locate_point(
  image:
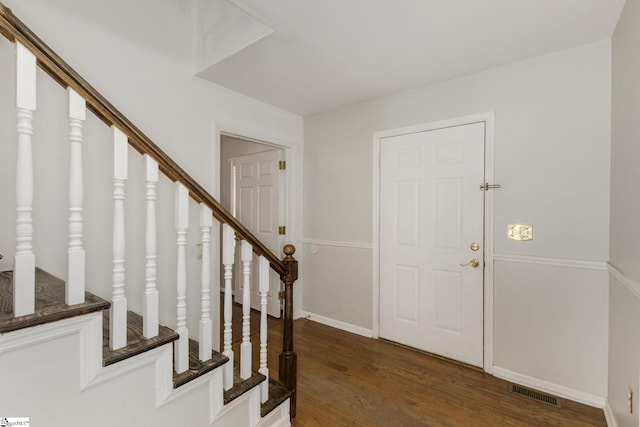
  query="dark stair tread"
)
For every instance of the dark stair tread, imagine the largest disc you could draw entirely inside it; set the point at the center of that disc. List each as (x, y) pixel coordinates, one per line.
(198, 368)
(277, 395)
(241, 386)
(49, 303)
(136, 342)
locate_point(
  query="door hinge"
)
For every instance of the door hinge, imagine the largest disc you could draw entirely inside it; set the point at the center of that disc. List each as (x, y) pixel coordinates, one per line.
(485, 186)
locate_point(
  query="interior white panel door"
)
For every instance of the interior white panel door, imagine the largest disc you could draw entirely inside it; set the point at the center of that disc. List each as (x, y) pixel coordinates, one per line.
(431, 212)
(257, 206)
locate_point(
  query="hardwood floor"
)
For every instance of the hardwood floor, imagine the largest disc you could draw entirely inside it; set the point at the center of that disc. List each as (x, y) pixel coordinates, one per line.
(349, 380)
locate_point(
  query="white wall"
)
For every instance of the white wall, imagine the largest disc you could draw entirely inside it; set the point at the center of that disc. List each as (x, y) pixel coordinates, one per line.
(157, 91)
(552, 147)
(624, 308)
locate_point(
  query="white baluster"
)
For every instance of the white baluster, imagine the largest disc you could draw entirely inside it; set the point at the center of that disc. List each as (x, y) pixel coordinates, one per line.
(263, 278)
(150, 298)
(24, 261)
(118, 318)
(76, 263)
(245, 347)
(181, 346)
(228, 257)
(205, 332)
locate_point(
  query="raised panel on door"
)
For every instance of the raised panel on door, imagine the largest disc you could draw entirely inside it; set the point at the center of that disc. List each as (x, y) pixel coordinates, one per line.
(258, 207)
(431, 210)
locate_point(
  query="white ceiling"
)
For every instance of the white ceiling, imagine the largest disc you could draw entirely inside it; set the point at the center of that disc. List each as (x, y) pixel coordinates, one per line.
(308, 56)
(326, 53)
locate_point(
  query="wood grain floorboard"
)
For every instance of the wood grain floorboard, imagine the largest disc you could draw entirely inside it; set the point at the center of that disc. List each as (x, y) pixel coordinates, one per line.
(349, 380)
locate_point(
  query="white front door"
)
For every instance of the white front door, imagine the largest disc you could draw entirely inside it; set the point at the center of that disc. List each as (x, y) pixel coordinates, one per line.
(257, 206)
(431, 230)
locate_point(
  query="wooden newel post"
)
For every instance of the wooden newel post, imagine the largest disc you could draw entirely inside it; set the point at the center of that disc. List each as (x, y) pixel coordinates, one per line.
(288, 358)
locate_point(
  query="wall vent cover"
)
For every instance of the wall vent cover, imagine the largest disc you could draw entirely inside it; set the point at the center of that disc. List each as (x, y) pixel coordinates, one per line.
(535, 395)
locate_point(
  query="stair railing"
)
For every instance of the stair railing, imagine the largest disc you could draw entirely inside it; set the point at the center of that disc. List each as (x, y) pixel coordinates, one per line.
(32, 51)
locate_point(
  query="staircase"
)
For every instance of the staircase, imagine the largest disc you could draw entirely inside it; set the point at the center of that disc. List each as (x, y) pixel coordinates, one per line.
(137, 333)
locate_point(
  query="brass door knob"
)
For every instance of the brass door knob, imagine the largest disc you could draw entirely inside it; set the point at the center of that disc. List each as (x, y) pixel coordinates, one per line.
(473, 263)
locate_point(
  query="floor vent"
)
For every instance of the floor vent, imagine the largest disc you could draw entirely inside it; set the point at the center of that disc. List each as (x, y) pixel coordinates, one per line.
(535, 395)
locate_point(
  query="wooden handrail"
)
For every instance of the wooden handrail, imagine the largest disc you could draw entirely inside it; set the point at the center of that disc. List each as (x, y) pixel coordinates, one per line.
(15, 30)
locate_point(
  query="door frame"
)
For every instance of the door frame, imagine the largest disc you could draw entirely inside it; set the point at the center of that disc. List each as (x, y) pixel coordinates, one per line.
(282, 208)
(488, 119)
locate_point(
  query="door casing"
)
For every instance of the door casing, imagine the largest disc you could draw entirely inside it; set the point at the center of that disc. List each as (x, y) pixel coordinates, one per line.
(488, 119)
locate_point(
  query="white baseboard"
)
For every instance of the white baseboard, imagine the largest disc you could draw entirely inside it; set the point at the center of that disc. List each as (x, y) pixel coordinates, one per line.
(358, 330)
(549, 387)
(609, 416)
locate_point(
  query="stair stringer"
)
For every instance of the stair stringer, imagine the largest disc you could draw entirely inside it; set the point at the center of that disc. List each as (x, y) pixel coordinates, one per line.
(40, 379)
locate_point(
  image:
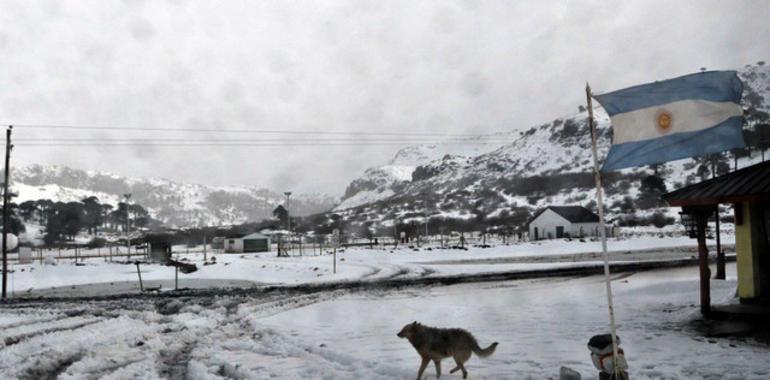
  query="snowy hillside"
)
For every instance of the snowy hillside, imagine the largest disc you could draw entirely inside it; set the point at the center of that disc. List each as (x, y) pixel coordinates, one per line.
(543, 165)
(174, 203)
(382, 182)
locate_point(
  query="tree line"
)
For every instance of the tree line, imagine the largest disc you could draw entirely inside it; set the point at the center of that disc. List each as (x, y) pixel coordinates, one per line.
(65, 220)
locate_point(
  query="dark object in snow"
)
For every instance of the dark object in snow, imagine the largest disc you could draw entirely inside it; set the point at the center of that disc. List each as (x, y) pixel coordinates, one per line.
(602, 357)
(183, 267)
(601, 342)
(566, 373)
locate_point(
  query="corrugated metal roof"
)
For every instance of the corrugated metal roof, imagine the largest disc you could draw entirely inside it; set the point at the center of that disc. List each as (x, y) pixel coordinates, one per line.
(750, 183)
(574, 214)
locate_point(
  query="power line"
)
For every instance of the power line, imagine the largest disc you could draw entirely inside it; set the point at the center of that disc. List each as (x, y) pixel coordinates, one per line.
(255, 144)
(230, 130)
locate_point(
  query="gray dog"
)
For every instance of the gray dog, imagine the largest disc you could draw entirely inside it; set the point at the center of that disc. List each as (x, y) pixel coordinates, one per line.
(436, 344)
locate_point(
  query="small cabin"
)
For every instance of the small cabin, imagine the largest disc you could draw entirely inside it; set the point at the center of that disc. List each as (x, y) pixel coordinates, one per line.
(254, 242)
(159, 247)
(748, 192)
(556, 222)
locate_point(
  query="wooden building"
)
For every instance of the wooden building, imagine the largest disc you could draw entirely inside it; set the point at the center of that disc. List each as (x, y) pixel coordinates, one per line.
(254, 242)
(748, 191)
(556, 222)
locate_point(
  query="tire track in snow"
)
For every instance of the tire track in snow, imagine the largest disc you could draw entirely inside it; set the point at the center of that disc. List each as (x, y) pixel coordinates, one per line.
(26, 332)
(49, 355)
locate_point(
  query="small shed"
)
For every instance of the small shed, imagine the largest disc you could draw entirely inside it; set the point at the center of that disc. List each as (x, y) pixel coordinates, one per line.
(254, 242)
(563, 221)
(748, 191)
(159, 248)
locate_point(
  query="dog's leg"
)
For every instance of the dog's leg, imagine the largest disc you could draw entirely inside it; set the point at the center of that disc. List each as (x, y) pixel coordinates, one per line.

What the exercise asks – Please return every line of the data above as a JSON list of strings, one string per line, with blank lines omitted and the pictures left out.

Solution for this task –
[
  "locate_point(",
  "  image:",
  "  query=\"dark stair tread\"",
  ")",
  "For every instance of the dark stair tread, imagine the largest disc you could draw entirely inside it; set the point at the center of that disc. List each as (x, y) pixel coordinates, one per line.",
  "(198, 368)",
  "(277, 395)",
  "(241, 386)",
  "(49, 303)",
  "(136, 342)",
  "locate_point(",
  "  query=\"door hinge\"",
  ")",
  "For every instance of the door hinge, imagine the largest disc you could draw entirely inside it; set the point at the center of that disc. List each as (x, y) pixel coordinates, one per line.",
  "(485, 186)",
  "locate_point(",
  "  query=\"interior white panel door\"",
  ")",
  "For every instance of the interior white panel door, imagine the largest disc you could draw entirely inside it; set the point at the center of that disc. List each as (x, y) pixel coordinates, one per line.",
  "(431, 212)",
  "(257, 206)",
  "locate_point(",
  "  query=\"hardwood floor\"",
  ")",
  "For every instance of the hardwood floor, imagine the largest disc you could draw entirely inside it; set the point at the center of that disc. List each as (x, y) pixel coordinates, one per line.",
  "(349, 380)",
  "locate_point(",
  "  query=\"white wall\"",
  ")",
  "For every instance of the white wall, imagine the largest disc you could draw entirely inside it; set the point at the center of that disc. List each as (x, y) pixel coordinates, one per line.",
  "(157, 91)",
  "(552, 147)",
  "(624, 308)",
  "locate_point(",
  "  query=\"white baluster\"",
  ")",
  "For every instance of the white baluster, imagine the largest disc you could draw entirely inside it; set the point at the center of that disc. List each as (x, y) pixel coordinates, one per line.",
  "(263, 278)",
  "(150, 298)",
  "(24, 261)",
  "(118, 318)",
  "(76, 263)",
  "(245, 347)",
  "(181, 346)",
  "(228, 257)",
  "(205, 332)",
  "locate_point(",
  "  query=\"raised panel on door\"",
  ")",
  "For every instance of the raised panel on door, imagine the largest disc you could draw entirely inside it; set the point at the center of that disc. List each as (x, y) pixel coordinates, one per line.",
  "(258, 207)",
  "(431, 210)",
  "locate_point(",
  "  query=\"white ceiling\"",
  ")",
  "For every instance of the white ceiling, imagine the largest disc you could draw entirely inside it; set the point at the center of that disc. List each as (x, y) pixel coordinates, one per line.",
  "(308, 56)",
  "(326, 53)",
  "locate_point(",
  "  query=\"wood grain floorboard\"",
  ")",
  "For every instance of the wood grain floorboard, imagine the largest disc you could draw entirely inside it; set the point at the center of that disc. List each as (x, y) pixel coordinates, one per line.",
  "(349, 380)",
  "locate_point(",
  "  query=\"white front door\"",
  ")",
  "For every instance of the white front door, imagine the largest disc you could draw entirely inside it; set the point at the center of that disc. List each as (x, y) pixel coordinates, one per line.",
  "(257, 206)",
  "(431, 230)",
  "locate_point(",
  "  query=\"wooden newel post\"",
  ")",
  "For every instance of the wooden newel post, imagine the largest disc you could draw entirely inside it; set the point at the center of that disc. List each as (x, y) pixel coordinates, one per line.",
  "(288, 358)",
  "locate_point(",
  "  query=\"wall vent cover\"",
  ")",
  "For every instance of the wall vent cover, imagine the largest disc you could draw entirely inside it; set the point at the center of that disc. List each as (x, y) pixel coordinates, one per line.",
  "(535, 395)",
  "locate_point(",
  "  query=\"stair railing\"",
  ")",
  "For every instance of the stair railing, imagine the largest disc you could draw entirely inside it; set the point at the center of that disc. List each as (x, y) pixel coordinates, one per line.",
  "(32, 51)",
  "locate_point(",
  "  query=\"staircase\"",
  ")",
  "For every instance of the staircase, imagine the largest disc you could draw entirely inside it; set the point at the center of that disc. List each as (x, y) pixel coordinates, one per line.",
  "(137, 333)",
  "locate_point(",
  "  query=\"brass door knob\"",
  ")",
  "For every instance of the brass door knob, imagine the largest disc you could draw entirely inside it; set the point at the center of that disc. List each as (x, y) pixel coordinates, one per line.",
  "(473, 263)",
  "locate_point(",
  "  query=\"floor vent\"",
  ")",
  "For every instance of the floor vent, imagine the largest disc you could draw entirely inside it; set the point at the center of that disc. List each as (x, y) pixel coordinates, one per line.",
  "(535, 395)",
  "locate_point(",
  "  query=\"wooden handrail\"",
  ")",
  "For every instance of the wooden handrail, imagine the largest disc you could draw entirely inside it; set the point at the center of that disc. List each as (x, y) pixel coordinates, one per line.",
  "(15, 30)",
  "locate_point(",
  "  query=\"door frame\"",
  ")",
  "For every instance of the door frame, imagine the largest disc you could draw entirely inside it; set the point at the center of that disc. List each as (x, y) pixel coordinates, one per line.",
  "(282, 208)",
  "(488, 119)",
  "locate_point(",
  "  query=\"door casing\"",
  ")",
  "For every instance of the door casing, imagine the largest disc you could draw entirely inside it; set the point at the center of that disc. List each as (x, y) pixel coordinates, one per line.",
  "(488, 119)",
  "locate_point(",
  "  query=\"white baseboard\"",
  ")",
  "For every instance of the white baseboard, imagine the largest disc you could draw entirely inside it; set the point at the center of that disc. List each as (x, y) pixel coordinates, one per line.",
  "(358, 330)",
  "(549, 387)",
  "(609, 416)",
  "locate_point(",
  "  query=\"stair stringer\"",
  ")",
  "For every instance of the stair stringer, imagine the largest disc you could draw entirely inside it; set the point at the center of that disc. List each as (x, y) pixel coordinates, one per line.",
  "(40, 379)",
  "locate_point(",
  "  image:",
  "  query=\"snowy hillside\"",
  ")",
  "For every instance of the snowy hillside, imagine the largest disc you could draw entirely inside it; set the point at the center of that disc. List each as (x, y) pixel coordinates, one per line.",
  "(543, 165)",
  "(174, 203)",
  "(382, 182)",
  "locate_point(",
  "  query=\"tree line\"",
  ")",
  "For every instance of the tree line, imagine the largest disc you could draw entirely inside it; set the point at the center of that disc. List each as (x, y) pixel coordinates, one per line.",
  "(65, 220)",
  "locate_point(",
  "  query=\"dark object in snow\"",
  ")",
  "For every instance of the dark object in snow, imagine the largest disc you could draw entirely inside it; set the point at the center of that disc. List each as (x, y) pixel coordinates, one per line.",
  "(602, 357)",
  "(183, 267)",
  "(601, 342)",
  "(566, 373)",
  "locate_point(",
  "  query=\"corrugated metal roof\"",
  ")",
  "For every instance of the corrugated metal roof, imagine the largest disc you could draw entirely inside it; set the point at the center of that disc. List each as (x, y) pixel coordinates, one per line.",
  "(750, 183)",
  "(574, 214)",
  "locate_point(",
  "  query=\"power line\"",
  ")",
  "For every instance of the power line, imagine the largest disc you could draw entirely inside it; set the point at the center of that disc. List each as (x, y) pixel coordinates, one per line.",
  "(255, 144)",
  "(230, 130)",
  "locate_point(",
  "  query=\"gray dog\"",
  ")",
  "For every instance of the gray dog, imagine the largest disc you could draw entirely inside it; set the point at the center of that disc. List each as (x, y) pixel coordinates, one per line.",
  "(436, 344)",
  "locate_point(",
  "  query=\"small cabin\"",
  ")",
  "For every instance of the small cabin, imagine the largest disc you could draw entirely inside it; set the point at the center of that disc. List each as (x, y) pixel coordinates, one per line.",
  "(254, 242)",
  "(159, 247)",
  "(748, 192)",
  "(556, 222)",
  "locate_point(",
  "  query=\"wooden building\"",
  ")",
  "For every instance of the wooden building, imagine the largest disc you could draw entirely inside it; set the point at the center of that disc. List each as (x, y) pixel coordinates, one per line.",
  "(254, 242)",
  "(748, 191)",
  "(556, 222)",
  "locate_point(",
  "  query=\"tire track in snow\"",
  ")",
  "For every instance of the tire track in snow, imagine the largest disc you could draw entirely inside it; set the point at the center of that disc. List each as (x, y) pixel coordinates, one per line.",
  "(26, 332)",
  "(49, 355)",
  "locate_point(",
  "  query=\"small shed\"",
  ")",
  "For every instance of the small shed, imagine the largest disc you could draw entirely inside it; set the point at the center of that disc. List each as (x, y) pixel coordinates, one per line.",
  "(254, 242)",
  "(563, 221)",
  "(748, 191)",
  "(159, 248)",
  "locate_point(",
  "  query=\"dog's leg\"",
  ")",
  "For every instance of the dog's leg, imagine the largest disc you could draw entirely inside it; set the point at the center of that disc. List each as (x, y) pixel coordinates, one per line."
]